**Problem details**
Revise all of the lines below, replacing every occurrence of "even-odd rule" with "nonzero winding rule" and leaving everything else unchanged.

______

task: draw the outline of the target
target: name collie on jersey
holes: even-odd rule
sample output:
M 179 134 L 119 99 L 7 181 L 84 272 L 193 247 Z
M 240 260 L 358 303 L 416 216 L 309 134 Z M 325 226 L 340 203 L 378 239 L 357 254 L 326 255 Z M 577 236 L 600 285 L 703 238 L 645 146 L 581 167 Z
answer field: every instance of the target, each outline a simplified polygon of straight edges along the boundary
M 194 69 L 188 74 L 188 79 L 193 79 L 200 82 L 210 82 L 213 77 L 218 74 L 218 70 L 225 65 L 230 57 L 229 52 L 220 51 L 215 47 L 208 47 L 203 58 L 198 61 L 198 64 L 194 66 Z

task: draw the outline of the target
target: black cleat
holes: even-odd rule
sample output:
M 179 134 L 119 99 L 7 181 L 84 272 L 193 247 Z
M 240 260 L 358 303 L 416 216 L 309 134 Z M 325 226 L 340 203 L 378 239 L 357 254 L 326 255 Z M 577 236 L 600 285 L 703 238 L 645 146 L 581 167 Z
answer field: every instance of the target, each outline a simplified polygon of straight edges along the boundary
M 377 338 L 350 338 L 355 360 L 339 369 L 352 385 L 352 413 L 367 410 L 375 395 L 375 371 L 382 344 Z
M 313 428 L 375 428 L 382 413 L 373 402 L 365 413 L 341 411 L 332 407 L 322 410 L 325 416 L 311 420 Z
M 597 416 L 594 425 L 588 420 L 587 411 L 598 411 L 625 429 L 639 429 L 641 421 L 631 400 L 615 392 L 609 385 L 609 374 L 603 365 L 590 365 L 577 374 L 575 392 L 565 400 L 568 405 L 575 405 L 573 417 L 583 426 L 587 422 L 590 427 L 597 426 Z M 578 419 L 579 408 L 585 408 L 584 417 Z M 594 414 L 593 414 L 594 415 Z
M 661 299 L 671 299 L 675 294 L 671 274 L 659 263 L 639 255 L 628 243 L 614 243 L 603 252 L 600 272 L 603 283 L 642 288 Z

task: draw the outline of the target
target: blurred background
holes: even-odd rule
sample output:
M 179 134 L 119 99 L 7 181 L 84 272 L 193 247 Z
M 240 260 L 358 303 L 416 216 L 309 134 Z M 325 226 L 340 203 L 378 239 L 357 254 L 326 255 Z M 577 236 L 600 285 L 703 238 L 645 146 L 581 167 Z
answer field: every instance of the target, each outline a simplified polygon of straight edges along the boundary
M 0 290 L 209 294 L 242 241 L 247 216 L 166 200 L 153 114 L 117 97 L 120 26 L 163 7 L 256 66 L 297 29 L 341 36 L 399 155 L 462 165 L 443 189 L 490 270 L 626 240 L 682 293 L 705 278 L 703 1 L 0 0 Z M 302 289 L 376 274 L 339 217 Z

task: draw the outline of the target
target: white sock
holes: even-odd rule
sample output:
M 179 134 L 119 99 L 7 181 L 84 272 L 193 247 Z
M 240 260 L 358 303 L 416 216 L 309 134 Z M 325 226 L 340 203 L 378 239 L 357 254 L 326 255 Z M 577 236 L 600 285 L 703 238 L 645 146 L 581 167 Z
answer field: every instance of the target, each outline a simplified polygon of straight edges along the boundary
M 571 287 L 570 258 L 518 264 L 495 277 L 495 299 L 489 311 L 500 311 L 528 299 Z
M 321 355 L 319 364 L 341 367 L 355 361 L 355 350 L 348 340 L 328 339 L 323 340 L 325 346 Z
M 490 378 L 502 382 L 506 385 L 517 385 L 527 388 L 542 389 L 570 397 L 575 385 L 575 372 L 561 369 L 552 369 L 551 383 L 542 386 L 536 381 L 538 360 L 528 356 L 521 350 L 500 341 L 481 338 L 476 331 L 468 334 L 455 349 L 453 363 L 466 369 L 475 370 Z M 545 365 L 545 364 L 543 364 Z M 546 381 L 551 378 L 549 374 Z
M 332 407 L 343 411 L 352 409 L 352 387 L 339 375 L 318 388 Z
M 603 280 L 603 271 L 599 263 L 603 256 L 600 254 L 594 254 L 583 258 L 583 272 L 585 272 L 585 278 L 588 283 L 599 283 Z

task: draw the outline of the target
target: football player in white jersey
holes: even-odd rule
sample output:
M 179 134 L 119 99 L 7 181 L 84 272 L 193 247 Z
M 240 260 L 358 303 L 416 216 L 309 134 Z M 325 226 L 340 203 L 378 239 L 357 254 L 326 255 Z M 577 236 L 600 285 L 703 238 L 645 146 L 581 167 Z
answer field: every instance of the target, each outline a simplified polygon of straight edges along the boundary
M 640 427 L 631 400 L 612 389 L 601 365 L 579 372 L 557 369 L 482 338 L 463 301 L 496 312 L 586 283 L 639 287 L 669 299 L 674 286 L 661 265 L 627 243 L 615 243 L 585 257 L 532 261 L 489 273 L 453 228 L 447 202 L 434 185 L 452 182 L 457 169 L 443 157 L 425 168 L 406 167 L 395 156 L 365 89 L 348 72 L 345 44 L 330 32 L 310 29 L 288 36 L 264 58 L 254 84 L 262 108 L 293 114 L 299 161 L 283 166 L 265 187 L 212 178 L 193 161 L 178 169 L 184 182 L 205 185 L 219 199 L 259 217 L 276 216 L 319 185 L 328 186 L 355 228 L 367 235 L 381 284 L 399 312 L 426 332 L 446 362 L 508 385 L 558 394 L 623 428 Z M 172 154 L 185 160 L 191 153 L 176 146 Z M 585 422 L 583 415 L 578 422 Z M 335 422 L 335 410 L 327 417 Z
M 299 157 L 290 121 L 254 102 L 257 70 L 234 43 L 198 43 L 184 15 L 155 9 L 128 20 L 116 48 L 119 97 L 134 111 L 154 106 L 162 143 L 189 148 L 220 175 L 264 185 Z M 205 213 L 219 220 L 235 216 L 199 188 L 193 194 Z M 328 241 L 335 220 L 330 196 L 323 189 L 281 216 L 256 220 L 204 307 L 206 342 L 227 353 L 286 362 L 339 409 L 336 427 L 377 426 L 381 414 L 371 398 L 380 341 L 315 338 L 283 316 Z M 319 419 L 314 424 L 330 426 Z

______

**Result of this exercise**
task: draw the outline of the target
target: name collie on jersey
holes: nonzero winding rule
sample output:
M 179 134 L 119 99 L 7 181 L 84 272 L 193 247 Z
M 240 260 L 358 303 L 416 216 L 309 134 Z M 325 226 L 340 203 L 378 239 L 357 254 L 326 255 Z M 577 236 L 600 285 L 703 238 L 645 146 L 581 167 Z
answer field: every instance of the target, each outline a simplified polygon of straight edges along the boundary
M 194 69 L 188 74 L 188 79 L 193 79 L 200 82 L 210 82 L 213 77 L 218 74 L 218 70 L 225 65 L 230 57 L 229 52 L 220 51 L 215 47 L 208 47 L 203 58 L 198 61 L 198 64 L 194 66 Z

task: draw the outline of the target
target: black cleat
holes: nonzero winding rule
sample output:
M 179 134 L 119 99 L 7 181 L 84 272 L 193 247 Z
M 240 260 L 358 303 L 416 216 L 309 134 Z M 325 226 L 340 203 L 378 239 L 357 254 L 326 255 Z M 577 236 L 600 285 L 703 238 L 645 146 L 581 167 Z
answer field: every instance of the target, each outline a simplified polygon of straight edges along the boundary
M 377 338 L 350 338 L 355 360 L 339 369 L 352 385 L 352 413 L 367 410 L 375 395 L 375 371 L 382 344 Z
M 313 428 L 375 428 L 382 413 L 373 402 L 365 413 L 341 411 L 332 407 L 322 410 L 325 416 L 311 420 Z
M 597 416 L 594 425 L 588 420 L 587 411 L 598 411 L 625 429 L 639 429 L 641 421 L 631 400 L 615 392 L 609 385 L 609 374 L 603 365 L 590 365 L 577 374 L 575 392 L 565 400 L 568 405 L 575 405 L 573 417 L 583 426 L 587 422 L 590 427 L 597 426 Z M 578 419 L 579 408 L 585 408 L 584 417 Z M 594 414 L 593 414 L 594 415 Z
M 661 299 L 671 299 L 675 294 L 671 274 L 659 263 L 639 255 L 628 243 L 614 243 L 603 252 L 600 272 L 603 283 L 642 288 Z

task: draw the outline of the target
target: blurred background
holes: nonzero winding rule
sample output:
M 179 134 L 119 99 L 7 181 L 84 272 L 193 247 Z
M 240 260 L 358 303 L 416 216 L 309 134 Z M 325 226 L 340 203 L 378 239 L 357 254 L 326 255 Z M 577 236 L 600 285 L 703 238 L 645 146 L 581 167 Z
answer field: every instance of the target, each outline a simplified polygon of straight edges along the boundary
M 0 290 L 209 294 L 242 241 L 247 216 L 166 200 L 153 114 L 117 97 L 120 26 L 163 7 L 256 66 L 297 29 L 341 36 L 399 155 L 462 165 L 443 189 L 490 270 L 626 240 L 682 293 L 705 278 L 703 1 L 0 0 Z M 302 289 L 376 274 L 339 217 Z

task: draw the outline of the target
target: white sock
holes: nonzero winding rule
sample output:
M 179 134 L 119 99 L 7 181 L 84 272 L 193 247 Z
M 240 260 L 358 303 L 416 216 L 309 134 Z M 325 226 L 340 203 L 378 239 L 357 254 L 326 255 Z M 577 236 L 600 285 L 703 238 L 645 146 L 581 167 Z
answer field: every instance of the target, each outline a simplified polygon of straight edges along the boundary
M 571 287 L 570 258 L 518 264 L 495 277 L 495 299 L 489 311 L 500 311 L 528 299 Z
M 321 355 L 319 364 L 341 367 L 355 361 L 355 350 L 348 340 L 328 339 L 323 340 L 325 346 Z
M 490 378 L 502 382 L 506 385 L 517 385 L 527 388 L 542 389 L 570 397 L 575 385 L 575 372 L 561 369 L 552 369 L 551 383 L 542 386 L 536 381 L 538 360 L 528 356 L 521 350 L 500 341 L 481 338 L 476 331 L 468 334 L 455 349 L 453 363 L 466 369 L 475 370 Z M 545 365 L 545 364 L 543 364 Z M 546 381 L 551 378 L 549 374 Z
M 332 407 L 343 411 L 352 409 L 352 387 L 339 375 L 318 388 Z
M 603 280 L 603 271 L 599 263 L 603 256 L 600 254 L 594 254 L 583 258 L 583 272 L 585 272 L 585 278 L 588 283 L 599 283 Z

task: draw the outline of the target
target: football player in white jersey
holes: nonzero winding rule
sample output:
M 179 134 L 119 99 L 7 181 L 84 272 L 193 247 Z
M 240 260 L 358 303 L 416 216 L 309 134 Z M 325 226 L 340 203 L 378 239 L 357 254 L 326 255 Z M 577 236 L 600 285 L 703 238 L 645 146 L 581 167 Z
answer field: every instance of the target, each outline a simplified polygon of straight edges along the boundary
M 640 427 L 631 400 L 612 389 L 601 365 L 579 372 L 557 369 L 482 338 L 463 301 L 496 312 L 586 283 L 639 287 L 669 299 L 674 286 L 661 265 L 627 243 L 615 243 L 585 257 L 532 261 L 489 273 L 453 228 L 447 202 L 434 185 L 452 182 L 457 169 L 443 157 L 425 168 L 406 167 L 395 156 L 365 89 L 348 72 L 345 44 L 330 32 L 310 29 L 288 36 L 264 58 L 254 84 L 262 108 L 293 114 L 299 161 L 283 166 L 265 187 L 212 178 L 193 161 L 178 169 L 184 182 L 205 185 L 219 199 L 259 217 L 276 216 L 319 185 L 328 186 L 355 228 L 367 235 L 381 284 L 399 312 L 426 332 L 446 362 L 508 385 L 558 394 L 623 428 Z M 172 154 L 185 160 L 191 153 L 176 146 Z M 585 422 L 583 415 L 578 422 Z M 335 422 L 335 410 L 327 417 Z
M 299 157 L 290 121 L 254 102 L 257 70 L 234 43 L 198 43 L 184 15 L 155 9 L 128 20 L 116 48 L 119 97 L 134 111 L 154 106 L 162 143 L 189 148 L 220 175 L 264 185 Z M 205 213 L 219 220 L 235 216 L 199 188 L 193 194 Z M 328 241 L 335 220 L 330 196 L 323 189 L 281 216 L 256 220 L 204 307 L 206 342 L 227 353 L 286 362 L 339 409 L 336 427 L 377 426 L 381 414 L 371 398 L 380 341 L 315 338 L 283 316 Z M 319 419 L 314 424 L 330 426 Z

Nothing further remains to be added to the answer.